## Supplied information

§ §

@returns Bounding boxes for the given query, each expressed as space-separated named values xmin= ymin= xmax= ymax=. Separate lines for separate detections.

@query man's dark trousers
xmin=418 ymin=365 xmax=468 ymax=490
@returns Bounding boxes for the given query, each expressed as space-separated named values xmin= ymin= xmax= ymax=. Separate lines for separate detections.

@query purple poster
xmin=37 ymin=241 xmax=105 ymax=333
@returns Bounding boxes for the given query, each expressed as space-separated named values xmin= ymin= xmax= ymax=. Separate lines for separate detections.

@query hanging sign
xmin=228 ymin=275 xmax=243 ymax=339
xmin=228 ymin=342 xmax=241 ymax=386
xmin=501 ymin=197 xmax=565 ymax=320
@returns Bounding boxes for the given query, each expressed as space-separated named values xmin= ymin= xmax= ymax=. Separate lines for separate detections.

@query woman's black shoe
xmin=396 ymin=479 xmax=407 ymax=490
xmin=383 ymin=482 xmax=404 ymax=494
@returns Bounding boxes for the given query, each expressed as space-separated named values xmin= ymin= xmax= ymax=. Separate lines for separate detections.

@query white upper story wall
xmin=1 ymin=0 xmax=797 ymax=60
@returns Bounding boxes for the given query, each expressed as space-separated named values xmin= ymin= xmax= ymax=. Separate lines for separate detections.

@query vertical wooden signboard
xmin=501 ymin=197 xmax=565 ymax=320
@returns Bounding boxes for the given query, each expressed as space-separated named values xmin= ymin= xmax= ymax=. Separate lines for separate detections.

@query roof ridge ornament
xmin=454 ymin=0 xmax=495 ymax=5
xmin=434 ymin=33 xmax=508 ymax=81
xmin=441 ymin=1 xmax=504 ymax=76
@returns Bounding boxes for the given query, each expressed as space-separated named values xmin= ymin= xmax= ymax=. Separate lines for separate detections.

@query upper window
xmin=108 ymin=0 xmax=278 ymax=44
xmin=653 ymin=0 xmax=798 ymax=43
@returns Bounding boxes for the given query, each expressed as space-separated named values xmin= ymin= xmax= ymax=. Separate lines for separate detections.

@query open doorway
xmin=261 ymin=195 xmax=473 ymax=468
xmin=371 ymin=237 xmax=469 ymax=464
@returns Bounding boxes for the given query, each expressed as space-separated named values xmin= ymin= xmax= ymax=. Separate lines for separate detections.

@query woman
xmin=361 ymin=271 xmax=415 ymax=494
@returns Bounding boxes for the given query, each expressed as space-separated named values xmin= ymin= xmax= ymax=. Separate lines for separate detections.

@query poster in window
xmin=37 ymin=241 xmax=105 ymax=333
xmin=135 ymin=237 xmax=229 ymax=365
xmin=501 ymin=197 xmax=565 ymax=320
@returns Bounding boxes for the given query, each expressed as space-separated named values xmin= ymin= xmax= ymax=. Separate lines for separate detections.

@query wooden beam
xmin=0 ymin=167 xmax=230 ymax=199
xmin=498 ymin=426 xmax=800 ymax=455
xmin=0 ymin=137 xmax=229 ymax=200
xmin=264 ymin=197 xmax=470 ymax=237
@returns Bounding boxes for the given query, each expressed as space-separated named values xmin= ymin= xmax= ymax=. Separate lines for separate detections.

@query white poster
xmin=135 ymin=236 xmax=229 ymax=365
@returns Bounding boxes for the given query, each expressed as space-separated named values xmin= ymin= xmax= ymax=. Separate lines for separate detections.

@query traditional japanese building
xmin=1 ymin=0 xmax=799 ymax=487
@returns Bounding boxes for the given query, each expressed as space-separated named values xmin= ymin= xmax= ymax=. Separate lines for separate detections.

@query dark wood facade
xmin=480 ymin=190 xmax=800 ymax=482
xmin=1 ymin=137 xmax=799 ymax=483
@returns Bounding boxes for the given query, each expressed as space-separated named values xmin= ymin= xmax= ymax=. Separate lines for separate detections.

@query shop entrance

§ §

## Activity
Keeping every word as it is, repeat all of the records.

## Answer section
@returns Bounding boxes for the given query, each expressed as space-separated named values xmin= ymin= xmax= ymax=. Separate lines for separate detections.

@query man's dark trousers
xmin=418 ymin=365 xmax=468 ymax=490
@returns Bounding boxes for the given query, each expressed as space-separated named values xmin= ymin= xmax= ymax=. Separate lines for separate detections.

@query purple poster
xmin=37 ymin=241 xmax=105 ymax=333
@returns Bounding boxes for the given query, each expressed as space-separated named values xmin= ymin= xmax= ymax=. Separate lines for separate detections.

@query hanging sign
xmin=228 ymin=275 xmax=243 ymax=339
xmin=228 ymin=342 xmax=241 ymax=386
xmin=501 ymin=197 xmax=565 ymax=320
@returns Bounding boxes for the given query, each expressed as space-separated named values xmin= ymin= xmax= ymax=. Separate lines for separate detections.

@query woman's black shoe
xmin=396 ymin=479 xmax=407 ymax=490
xmin=383 ymin=482 xmax=404 ymax=494
@returns Bounding boxes for the given query, each expressed as space-separated named values xmin= ymin= xmax= ymax=. Separate lines for separate detections.

@query white upper story wall
xmin=1 ymin=0 xmax=797 ymax=60
@returns Bounding boxes for the given query, each expressed as space-separated named values xmin= ymin= xmax= ymax=. Separate lines for separate detections.

@query vertical wooden signboard
xmin=501 ymin=197 xmax=565 ymax=320
@returns Bounding boxes for the given query, each expressed as space-separated named values xmin= ymin= xmax= ymax=. Separate lines for separate detections.

@query roof ridge ornament
xmin=454 ymin=0 xmax=495 ymax=5
xmin=434 ymin=33 xmax=508 ymax=81
xmin=441 ymin=1 xmax=504 ymax=76
@returns Bounding boxes for the given query, each expressed as space-separated named values xmin= ymin= xmax= ymax=. Separate lines for separate detections.

@query upper window
xmin=108 ymin=0 xmax=278 ymax=44
xmin=653 ymin=0 xmax=798 ymax=43
@returns Bounding boxes for the given query, each expressed as space-separated named values xmin= ymin= xmax= ymax=. Separate lines for separate detections.

@query open doorway
xmin=261 ymin=195 xmax=473 ymax=468
xmin=371 ymin=237 xmax=469 ymax=464
@returns Bounding boxes for the given query, each expressed as space-separated named values xmin= ymin= xmax= ymax=. Separate lines for separate detections.

@query woman
xmin=361 ymin=271 xmax=415 ymax=494
@returns Bounding boxes for the given query, each expressed as space-separated named values xmin= ymin= xmax= ymax=. Separate lines for separate detections.

@query poster in window
xmin=37 ymin=241 xmax=105 ymax=333
xmin=135 ymin=237 xmax=229 ymax=365
xmin=501 ymin=197 xmax=565 ymax=320
@returns Bounding boxes for the given query, each expressed as space-separated named values xmin= ymin= xmax= ymax=. Separate lines for separate detections.

@query wooden beam
xmin=0 ymin=167 xmax=230 ymax=199
xmin=498 ymin=426 xmax=800 ymax=455
xmin=0 ymin=137 xmax=229 ymax=200
xmin=264 ymin=197 xmax=470 ymax=237
@returns Bounding boxes for the given query, each expressed as space-separated named values xmin= ymin= xmax= ymax=. Separate lines for separate detections.

@query white poster
xmin=135 ymin=236 xmax=229 ymax=365
@returns Bounding boxes for the given query, each expressed as space-separated named values xmin= ymin= xmax= ymax=. Separate lines for separate detections.

@query traditional japanese building
xmin=1 ymin=0 xmax=799 ymax=487
@returns Bounding boxes for the given query, each expressed as space-separated named values xmin= ymin= xmax= ymax=. Separate lines for separate detections.

@query dark wood facade
xmin=480 ymin=190 xmax=800 ymax=482
xmin=1 ymin=137 xmax=799 ymax=483
@returns Bounding boxes for the given query, each expressed as space-separated named values xmin= ymin= xmax= ymax=. Separate lines for separate detections.

@query shop entrance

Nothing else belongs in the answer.